▶

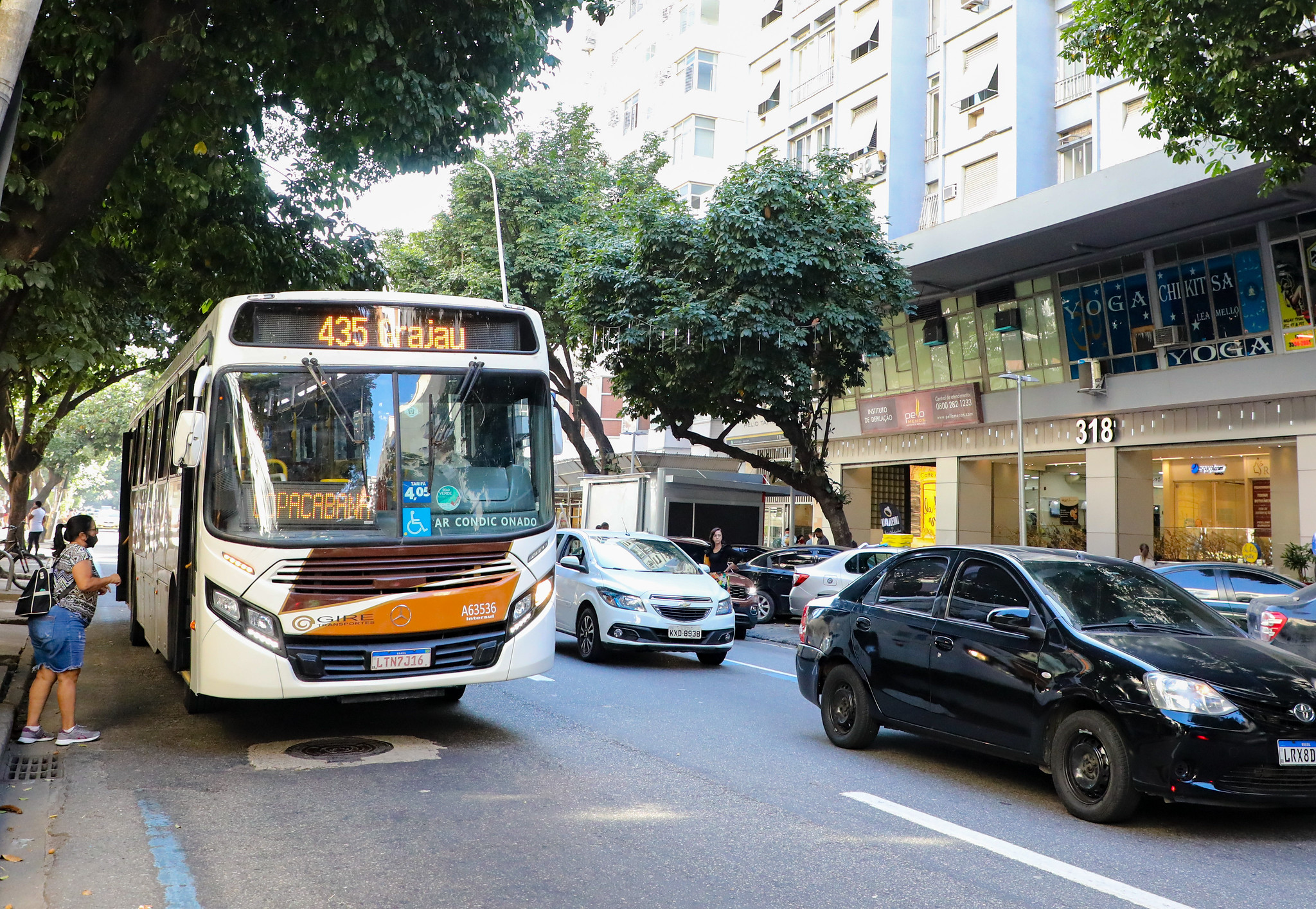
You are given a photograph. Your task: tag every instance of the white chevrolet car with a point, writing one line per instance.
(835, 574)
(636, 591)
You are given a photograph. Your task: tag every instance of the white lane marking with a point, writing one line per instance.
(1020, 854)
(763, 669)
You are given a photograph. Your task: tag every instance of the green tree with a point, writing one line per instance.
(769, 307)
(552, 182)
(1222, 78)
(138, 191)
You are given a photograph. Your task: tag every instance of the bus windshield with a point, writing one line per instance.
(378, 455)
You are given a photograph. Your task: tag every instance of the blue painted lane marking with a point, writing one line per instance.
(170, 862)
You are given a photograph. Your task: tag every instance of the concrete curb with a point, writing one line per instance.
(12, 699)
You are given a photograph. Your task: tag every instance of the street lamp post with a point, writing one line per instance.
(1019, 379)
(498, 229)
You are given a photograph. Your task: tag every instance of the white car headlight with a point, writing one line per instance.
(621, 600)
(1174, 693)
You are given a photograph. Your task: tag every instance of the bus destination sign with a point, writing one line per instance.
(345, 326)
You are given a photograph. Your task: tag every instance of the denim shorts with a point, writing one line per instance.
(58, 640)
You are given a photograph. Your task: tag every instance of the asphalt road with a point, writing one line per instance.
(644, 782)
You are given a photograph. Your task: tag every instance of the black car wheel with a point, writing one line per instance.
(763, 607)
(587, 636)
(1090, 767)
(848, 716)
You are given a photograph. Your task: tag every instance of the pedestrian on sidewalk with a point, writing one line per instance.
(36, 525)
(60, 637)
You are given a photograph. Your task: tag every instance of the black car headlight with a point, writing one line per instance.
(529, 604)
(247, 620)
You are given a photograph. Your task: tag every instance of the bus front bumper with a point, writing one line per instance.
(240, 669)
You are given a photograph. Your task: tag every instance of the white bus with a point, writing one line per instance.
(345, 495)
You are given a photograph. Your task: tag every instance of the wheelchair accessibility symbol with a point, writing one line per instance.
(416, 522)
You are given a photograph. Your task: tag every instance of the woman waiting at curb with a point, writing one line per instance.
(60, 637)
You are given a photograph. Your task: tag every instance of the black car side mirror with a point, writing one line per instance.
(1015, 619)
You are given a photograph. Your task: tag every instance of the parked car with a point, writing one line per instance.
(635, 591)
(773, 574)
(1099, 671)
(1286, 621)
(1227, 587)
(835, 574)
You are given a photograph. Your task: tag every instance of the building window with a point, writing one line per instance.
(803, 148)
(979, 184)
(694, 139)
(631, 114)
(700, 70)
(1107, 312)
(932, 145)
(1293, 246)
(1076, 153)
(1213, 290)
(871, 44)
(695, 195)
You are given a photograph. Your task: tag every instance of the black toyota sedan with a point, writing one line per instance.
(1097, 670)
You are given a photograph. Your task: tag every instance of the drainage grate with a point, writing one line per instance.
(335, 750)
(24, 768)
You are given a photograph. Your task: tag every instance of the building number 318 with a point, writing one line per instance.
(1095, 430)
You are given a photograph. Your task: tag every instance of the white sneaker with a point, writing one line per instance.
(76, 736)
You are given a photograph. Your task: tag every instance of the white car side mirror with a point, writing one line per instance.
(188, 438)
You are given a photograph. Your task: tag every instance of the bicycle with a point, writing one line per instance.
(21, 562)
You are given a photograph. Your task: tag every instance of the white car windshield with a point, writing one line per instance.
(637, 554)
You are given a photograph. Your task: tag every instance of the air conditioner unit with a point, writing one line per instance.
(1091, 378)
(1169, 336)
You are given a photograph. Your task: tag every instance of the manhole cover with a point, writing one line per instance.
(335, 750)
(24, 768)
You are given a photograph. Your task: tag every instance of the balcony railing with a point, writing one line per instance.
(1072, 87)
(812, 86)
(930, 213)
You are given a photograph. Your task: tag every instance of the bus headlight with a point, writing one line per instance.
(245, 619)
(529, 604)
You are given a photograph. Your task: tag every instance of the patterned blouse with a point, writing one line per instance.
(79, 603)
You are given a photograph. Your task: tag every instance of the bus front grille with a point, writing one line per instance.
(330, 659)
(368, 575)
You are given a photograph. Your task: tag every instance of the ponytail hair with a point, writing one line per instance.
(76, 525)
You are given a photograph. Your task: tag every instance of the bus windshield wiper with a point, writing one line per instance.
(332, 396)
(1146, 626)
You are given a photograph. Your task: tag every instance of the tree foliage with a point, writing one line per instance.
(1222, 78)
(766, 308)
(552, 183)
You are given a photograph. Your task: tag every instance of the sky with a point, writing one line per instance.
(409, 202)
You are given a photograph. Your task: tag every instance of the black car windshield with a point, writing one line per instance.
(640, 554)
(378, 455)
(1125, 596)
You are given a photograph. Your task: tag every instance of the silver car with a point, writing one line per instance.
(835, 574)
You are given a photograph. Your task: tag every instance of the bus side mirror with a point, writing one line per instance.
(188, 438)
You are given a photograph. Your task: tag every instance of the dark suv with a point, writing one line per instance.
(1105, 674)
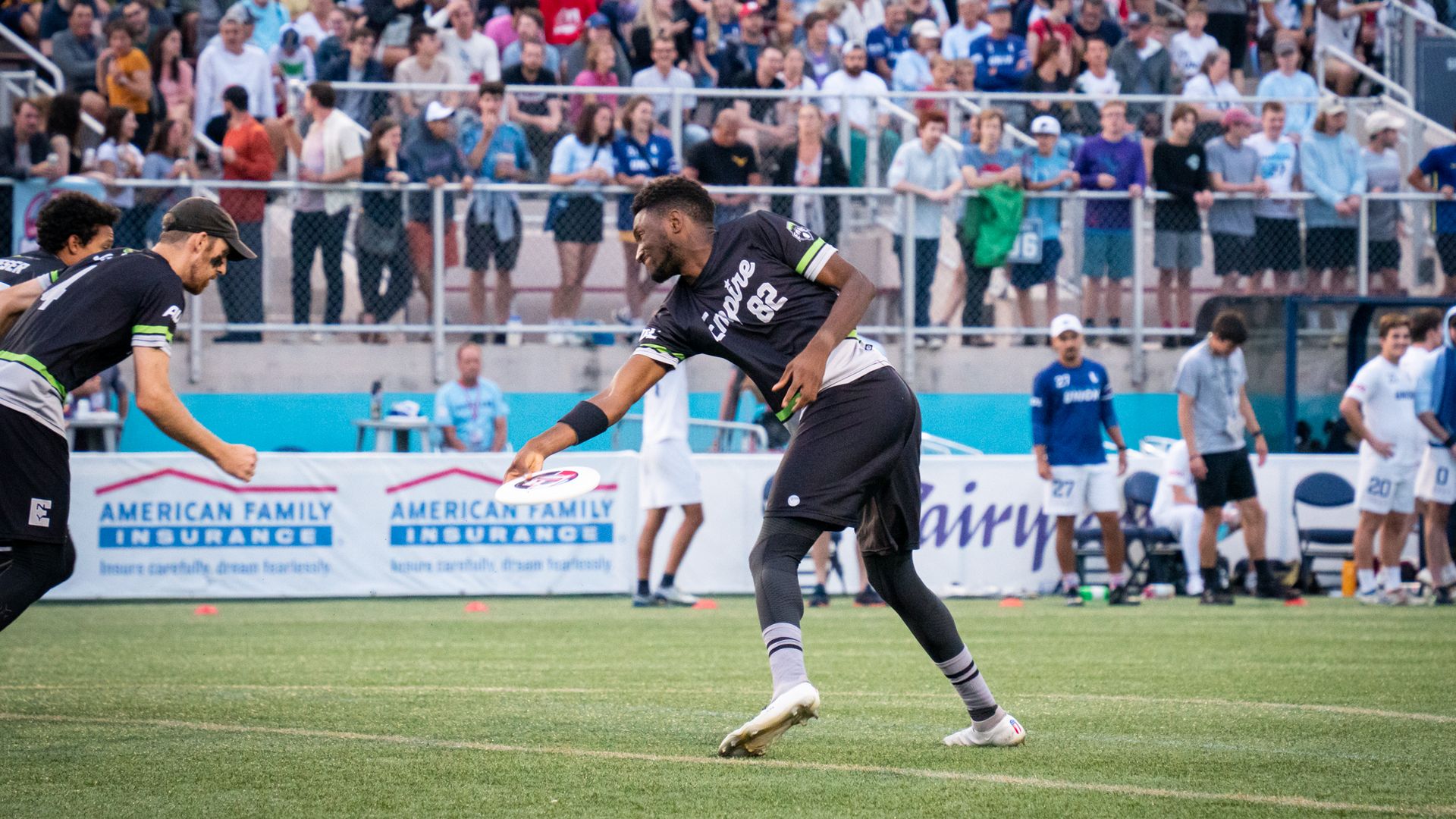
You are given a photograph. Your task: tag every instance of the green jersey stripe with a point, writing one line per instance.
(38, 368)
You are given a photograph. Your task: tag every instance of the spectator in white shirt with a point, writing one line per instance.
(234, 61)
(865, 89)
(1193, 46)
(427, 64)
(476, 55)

◀

Tulis ulang seluruh catatan di atas dengan mengganti setiap "photograph" menjadi "image" tanpa mengubah bagian lain, dan jangan sertakan gambarnya.

You are given a image. Your task: tag every instance of the white chevrolet car with a point, writing one line per instance.
(835, 574)
(636, 591)
You are given a image. Your task: tag every instance of the white lane marking with a point, writing one line per instance.
(1020, 854)
(763, 669)
You are given a image. Your task: tag every instance of the green tree with a point, writing one line per instance.
(769, 307)
(552, 182)
(1222, 78)
(138, 191)
You are given a image. Your task: tag every instance of the bus windshield with a point, writing one line per instance.
(378, 455)
You are given a image. Your task: tag every instance of the blue painted lane marking with a point, writing one line per instance.
(170, 862)
You are given a image. Your task: tag every instance of the concrete curb with a point, writing one line per instance.
(12, 699)
You are given a image. Your task: tag every instance of the street lamp post with a point, writing one line per instance.
(1019, 379)
(498, 229)
You are given a image. Your task: tag every instance of the white car headlight with a point, writing one line per instance.
(621, 600)
(1174, 693)
You are given a image. Your task: tag every instance of the bus destination sign with a point, writing one line per instance.
(345, 326)
You are given a image. Your task: tag every instance of the denim shorts with a point, writing one line per instance.
(58, 640)
You are given a image. Your task: tag every instance of the asphalt road with a point, writing one line per instance.
(644, 782)
You are given a image. Your task: tag every instance of the black car wheel with a point, writing one line per instance.
(763, 607)
(587, 636)
(1090, 767)
(848, 716)
You are given a image. Your task: tag every instance of the pedestrian on sidewalk with a point, writing one line per instance.
(36, 525)
(60, 637)
You are given a image. Your task: tag every instance of the black car headlight with a point, writing one line per instance.
(529, 604)
(247, 620)
You are given a image. Your task: tag every instance of the bus front bumper with a point, writing one line per instance.
(240, 669)
You are given a image. Your task: tag every instance of the white bus with a point, writing one line per instance.
(345, 495)
You are given a image. Your task: tag every instance of the wheelchair accessibility symbol with a point, writing one line per instance.
(416, 522)
You are given a image. Your task: tag every instance of the woman waiting at curb with a point, writing one line per instance.
(60, 637)
You are given a image. Your task: tag every instance of the black car side mirror with a point, writing one line per instance.
(1015, 619)
You are given a image. Your task: tag every instance of the parked car with a point, writing one line per instance.
(635, 591)
(773, 574)
(1099, 671)
(1286, 621)
(1227, 587)
(835, 574)
You are given a image. Your task: tag every instance of the building window with a point, writing one line per instance.
(803, 148)
(979, 184)
(694, 139)
(631, 114)
(700, 70)
(1107, 312)
(932, 145)
(1293, 246)
(1076, 153)
(1213, 290)
(871, 44)
(695, 195)
You are given a image. Your task: tag every instance of the black toyota sedan with a point, writing one line per instance.
(1097, 670)
You are given a image. Your task: tag every instance of the drainage grate with a point, writing one line per instance.
(335, 750)
(24, 768)
You are given a image. Your task: tag every instance of the building number 318 with a point, writing one line per instance.
(1095, 430)
You are given a image. Your task: tag every instance of the white sneaker with a point, writing one line per instance.
(76, 736)
You are given a image. Your task: tag every instance of the white car side mirror with a point, writing one line per instance.
(188, 438)
You are given a image. Your task: tag every instance of the bicycle with a point, writing one line per instance.
(21, 562)
You are given a image. Your task: tag every instance of the white car windshield with a point, writing one line per instance.
(637, 554)
You are given a image. Your task: tag every instance of the air conditioner unit with a point, writing one line per instance.
(1091, 378)
(1169, 336)
You are given a image. Your task: tag every instance of the manhole cover with a point, writing one line per instance.
(335, 750)
(24, 768)
You are given a image. Your task: tag every instance of the balcony railing with a point, writing one line per instance.
(1072, 87)
(812, 86)
(930, 213)
You are given a image. Your task: tag every instance of the bus headlight with a point, writing one line per instance.
(245, 619)
(529, 604)
You are given a image. Your task: tag every instance of the patterned blouse with a point, writing one line per instance.
(79, 603)
You are given a image. Your task: tag every instance of the bus front grille with a point, writing one line per instance.
(330, 659)
(368, 575)
You are given a image. Your task: tag every instance of the ponytail hair with a point, writing one line per instance.
(76, 525)
You are given a image. Your task: tag every instance of the bus windshield wiper with a point, writing one line per instance.
(332, 396)
(1146, 626)
You are given a image. Your task: tag every instance of the tree foliage with a point, writing one line per instance.
(1222, 78)
(766, 308)
(552, 183)
You are given a image. Your task: tag every instance of the sky with a point, writing one line per instance.
(409, 202)
You are given a image. Your task: tag every instance of the black car windshield with a point, writing one line per instance.
(640, 554)
(378, 455)
(1125, 596)
You are given a image. Your task: tag every instance of the silver car with a point, writing one line per instance.
(835, 574)
You are given a image. Your task: tag every instance of the bus side mirror with a point, writing one line per instance.
(188, 438)
You are given a image. Your task: tag every instance of the dark suv with a point, writing one line per instance.
(1105, 674)
You are given a image. Your task: tag every instance of the green jersey stripe with a point, writing one line per instance.
(38, 368)
You are given a image. Your task: tag every instance of the spectator in white shirt with a point, writing one line per instance.
(234, 61)
(865, 89)
(1193, 46)
(427, 64)
(476, 55)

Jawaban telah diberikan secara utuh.